> THE PROBLEM:
Answer these questions from the text on SPF, DKIM, and DMARC below:
(a) Which three DNS records does it name?
(b) What single question does SPF answer?
(c) Which address does the receiving mail server check when it accepts an incoming SMTP connection?

> SELECTED EXTRACT:

* Start *

Three records. Three different jobs. Most guides treat them as a checklist. This one explains what actually happens when each one fails — and why all three must work together.
Three DNS records. Three different jobs. Three different failure modes. Most tutorials treat SPF, DKIM, and DMARC as a checklist — "add these records and you're done." That's not wrong exactly, but it hides the fact that each record is solving a distinct problem, and when one fails, it fails in a specific way that the other two may or may not compensate for.
This is the article for developers who want to understand what's actually happening — not just what to copy into their DNS zone.
SPF — Sender Policy Framework — answers one question: is this IP address allowed to send email for this domain?
It operates at the SMTP envelope level, not the message level. When a receiving mail server accepts an incoming SMTP connection, it checks the MAIL FROM address (also called the envelope sender or return-path). The receiving server looks up the DNS TXT record for that domain and checks whether the connecting IP is listed as an authorised sender.

* End *

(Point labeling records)

* Start *

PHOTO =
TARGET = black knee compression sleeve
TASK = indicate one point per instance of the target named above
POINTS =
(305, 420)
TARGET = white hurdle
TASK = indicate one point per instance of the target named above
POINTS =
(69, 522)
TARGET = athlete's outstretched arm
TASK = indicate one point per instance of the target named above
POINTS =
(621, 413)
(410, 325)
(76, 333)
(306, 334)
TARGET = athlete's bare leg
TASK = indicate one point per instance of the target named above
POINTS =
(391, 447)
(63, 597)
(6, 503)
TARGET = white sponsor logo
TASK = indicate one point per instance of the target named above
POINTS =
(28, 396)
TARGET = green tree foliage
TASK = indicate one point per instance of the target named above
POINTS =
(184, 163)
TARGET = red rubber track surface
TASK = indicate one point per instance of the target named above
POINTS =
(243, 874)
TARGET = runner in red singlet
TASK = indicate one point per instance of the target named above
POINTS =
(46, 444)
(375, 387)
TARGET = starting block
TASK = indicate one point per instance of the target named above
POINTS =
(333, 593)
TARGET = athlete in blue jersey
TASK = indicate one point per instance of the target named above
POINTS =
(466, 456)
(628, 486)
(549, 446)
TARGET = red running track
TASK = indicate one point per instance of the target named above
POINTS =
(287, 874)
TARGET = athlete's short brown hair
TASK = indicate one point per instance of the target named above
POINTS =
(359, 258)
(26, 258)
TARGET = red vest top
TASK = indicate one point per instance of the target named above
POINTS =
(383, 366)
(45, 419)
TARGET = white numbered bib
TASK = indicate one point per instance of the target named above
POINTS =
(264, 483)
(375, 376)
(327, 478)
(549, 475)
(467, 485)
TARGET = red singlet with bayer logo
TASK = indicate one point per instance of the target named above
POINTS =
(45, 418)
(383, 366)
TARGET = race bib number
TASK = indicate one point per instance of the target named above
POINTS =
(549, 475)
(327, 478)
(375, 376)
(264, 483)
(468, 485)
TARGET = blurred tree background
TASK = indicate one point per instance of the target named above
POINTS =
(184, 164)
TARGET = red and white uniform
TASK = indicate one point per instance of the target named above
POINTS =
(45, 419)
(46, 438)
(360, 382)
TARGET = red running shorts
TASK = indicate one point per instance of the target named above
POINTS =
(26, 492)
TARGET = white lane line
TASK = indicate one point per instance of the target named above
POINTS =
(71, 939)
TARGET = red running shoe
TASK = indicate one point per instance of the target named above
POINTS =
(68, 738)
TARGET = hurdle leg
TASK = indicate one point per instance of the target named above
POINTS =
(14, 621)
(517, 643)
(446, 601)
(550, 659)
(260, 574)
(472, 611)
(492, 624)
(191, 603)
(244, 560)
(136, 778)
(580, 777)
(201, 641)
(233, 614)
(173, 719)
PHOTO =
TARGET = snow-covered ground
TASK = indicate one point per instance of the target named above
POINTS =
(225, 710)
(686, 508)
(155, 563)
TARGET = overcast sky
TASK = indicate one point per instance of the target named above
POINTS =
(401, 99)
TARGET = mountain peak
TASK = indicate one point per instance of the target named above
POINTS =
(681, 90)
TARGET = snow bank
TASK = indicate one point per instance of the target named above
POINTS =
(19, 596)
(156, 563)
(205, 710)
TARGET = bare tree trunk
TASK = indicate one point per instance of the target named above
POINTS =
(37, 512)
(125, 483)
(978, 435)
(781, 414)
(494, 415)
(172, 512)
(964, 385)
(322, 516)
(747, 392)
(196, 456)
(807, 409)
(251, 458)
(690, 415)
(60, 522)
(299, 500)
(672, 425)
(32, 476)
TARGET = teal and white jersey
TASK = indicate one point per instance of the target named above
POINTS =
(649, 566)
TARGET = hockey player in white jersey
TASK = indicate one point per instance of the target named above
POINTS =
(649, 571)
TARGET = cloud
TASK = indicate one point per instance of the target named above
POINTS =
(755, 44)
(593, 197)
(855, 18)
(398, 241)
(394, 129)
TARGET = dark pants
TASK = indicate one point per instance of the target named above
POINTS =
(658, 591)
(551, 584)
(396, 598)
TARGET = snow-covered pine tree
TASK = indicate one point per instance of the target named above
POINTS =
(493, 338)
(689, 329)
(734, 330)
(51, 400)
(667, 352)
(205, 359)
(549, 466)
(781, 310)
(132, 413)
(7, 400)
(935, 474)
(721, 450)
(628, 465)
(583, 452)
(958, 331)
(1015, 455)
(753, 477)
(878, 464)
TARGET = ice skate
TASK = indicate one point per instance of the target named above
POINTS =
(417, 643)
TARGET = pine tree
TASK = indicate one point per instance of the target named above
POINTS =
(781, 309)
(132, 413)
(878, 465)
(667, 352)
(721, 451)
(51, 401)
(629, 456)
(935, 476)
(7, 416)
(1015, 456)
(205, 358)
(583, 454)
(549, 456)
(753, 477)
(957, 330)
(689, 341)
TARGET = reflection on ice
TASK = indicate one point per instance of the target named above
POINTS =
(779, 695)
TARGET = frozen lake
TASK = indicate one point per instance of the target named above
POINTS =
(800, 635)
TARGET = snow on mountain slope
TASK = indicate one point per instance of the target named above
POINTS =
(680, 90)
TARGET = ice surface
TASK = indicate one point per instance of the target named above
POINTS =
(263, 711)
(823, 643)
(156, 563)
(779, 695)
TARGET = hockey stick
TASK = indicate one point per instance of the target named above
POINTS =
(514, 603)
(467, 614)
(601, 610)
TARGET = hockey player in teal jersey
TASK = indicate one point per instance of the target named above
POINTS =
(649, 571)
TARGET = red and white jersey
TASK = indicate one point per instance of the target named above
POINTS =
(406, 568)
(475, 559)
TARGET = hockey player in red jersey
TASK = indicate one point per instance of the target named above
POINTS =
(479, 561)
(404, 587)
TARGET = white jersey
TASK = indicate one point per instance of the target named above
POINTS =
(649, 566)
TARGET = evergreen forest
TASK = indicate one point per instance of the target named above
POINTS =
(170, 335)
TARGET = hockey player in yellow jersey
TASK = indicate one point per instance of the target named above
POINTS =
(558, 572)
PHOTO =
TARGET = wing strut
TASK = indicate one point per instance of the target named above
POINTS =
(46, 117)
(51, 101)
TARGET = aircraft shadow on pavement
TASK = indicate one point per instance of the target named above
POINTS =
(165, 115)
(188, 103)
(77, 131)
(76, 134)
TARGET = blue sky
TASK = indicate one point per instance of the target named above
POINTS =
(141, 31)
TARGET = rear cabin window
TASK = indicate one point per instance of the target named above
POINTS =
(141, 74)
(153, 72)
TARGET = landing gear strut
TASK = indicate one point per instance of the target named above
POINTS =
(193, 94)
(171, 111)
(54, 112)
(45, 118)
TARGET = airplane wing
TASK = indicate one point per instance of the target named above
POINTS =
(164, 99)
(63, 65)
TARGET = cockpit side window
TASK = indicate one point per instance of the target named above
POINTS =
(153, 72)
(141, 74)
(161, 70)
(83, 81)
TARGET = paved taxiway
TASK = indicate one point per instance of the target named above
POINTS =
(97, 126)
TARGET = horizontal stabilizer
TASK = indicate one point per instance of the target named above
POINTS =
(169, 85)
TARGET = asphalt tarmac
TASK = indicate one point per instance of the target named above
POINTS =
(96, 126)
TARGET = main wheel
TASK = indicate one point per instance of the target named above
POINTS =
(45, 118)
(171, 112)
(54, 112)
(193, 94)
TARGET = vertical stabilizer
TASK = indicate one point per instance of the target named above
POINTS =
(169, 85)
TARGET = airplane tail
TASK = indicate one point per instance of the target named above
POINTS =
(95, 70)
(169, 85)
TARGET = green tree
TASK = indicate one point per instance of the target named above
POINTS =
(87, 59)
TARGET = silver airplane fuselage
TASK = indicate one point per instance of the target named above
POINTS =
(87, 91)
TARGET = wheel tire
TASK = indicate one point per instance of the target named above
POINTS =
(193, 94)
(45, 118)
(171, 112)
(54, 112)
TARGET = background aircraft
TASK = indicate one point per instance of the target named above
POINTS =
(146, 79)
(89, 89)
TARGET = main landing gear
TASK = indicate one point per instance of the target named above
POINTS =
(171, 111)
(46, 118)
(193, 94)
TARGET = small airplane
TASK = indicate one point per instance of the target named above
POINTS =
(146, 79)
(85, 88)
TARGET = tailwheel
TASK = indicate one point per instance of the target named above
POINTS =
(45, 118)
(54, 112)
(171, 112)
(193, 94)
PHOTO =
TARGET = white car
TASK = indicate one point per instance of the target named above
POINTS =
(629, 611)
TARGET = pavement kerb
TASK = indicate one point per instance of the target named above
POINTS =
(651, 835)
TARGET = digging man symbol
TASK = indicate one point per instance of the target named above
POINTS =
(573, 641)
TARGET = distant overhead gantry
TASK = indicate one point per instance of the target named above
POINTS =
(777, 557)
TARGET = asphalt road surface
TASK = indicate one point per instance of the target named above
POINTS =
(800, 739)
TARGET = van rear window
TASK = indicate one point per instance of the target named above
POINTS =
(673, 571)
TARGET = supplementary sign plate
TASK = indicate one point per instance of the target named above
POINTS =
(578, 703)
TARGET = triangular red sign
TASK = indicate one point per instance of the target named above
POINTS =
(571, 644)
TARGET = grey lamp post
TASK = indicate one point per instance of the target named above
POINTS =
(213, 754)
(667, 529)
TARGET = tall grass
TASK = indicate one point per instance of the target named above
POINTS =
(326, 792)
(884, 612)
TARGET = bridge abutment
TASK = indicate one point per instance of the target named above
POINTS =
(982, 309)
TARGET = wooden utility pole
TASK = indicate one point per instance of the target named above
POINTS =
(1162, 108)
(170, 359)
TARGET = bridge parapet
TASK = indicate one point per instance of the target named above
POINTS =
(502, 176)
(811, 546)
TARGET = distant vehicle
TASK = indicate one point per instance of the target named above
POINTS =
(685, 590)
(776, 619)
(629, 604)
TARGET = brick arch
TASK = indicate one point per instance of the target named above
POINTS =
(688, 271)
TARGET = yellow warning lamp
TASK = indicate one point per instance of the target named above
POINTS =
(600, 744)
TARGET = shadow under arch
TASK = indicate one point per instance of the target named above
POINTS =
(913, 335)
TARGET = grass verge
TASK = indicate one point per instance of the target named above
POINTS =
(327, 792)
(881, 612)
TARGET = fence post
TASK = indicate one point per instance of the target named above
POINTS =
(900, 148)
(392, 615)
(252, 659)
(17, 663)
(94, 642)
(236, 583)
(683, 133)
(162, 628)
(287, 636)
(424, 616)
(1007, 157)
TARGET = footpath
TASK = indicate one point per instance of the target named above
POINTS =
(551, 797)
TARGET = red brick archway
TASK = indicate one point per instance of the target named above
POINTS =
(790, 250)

* End *

> EXERCISE RESULT:
(a) SPF, DKIM, and DMARC.
(b) Whether this IP address is allowed to send email for this domain.
(c) The MAIL FROM address, also called the envelope sender or return-path.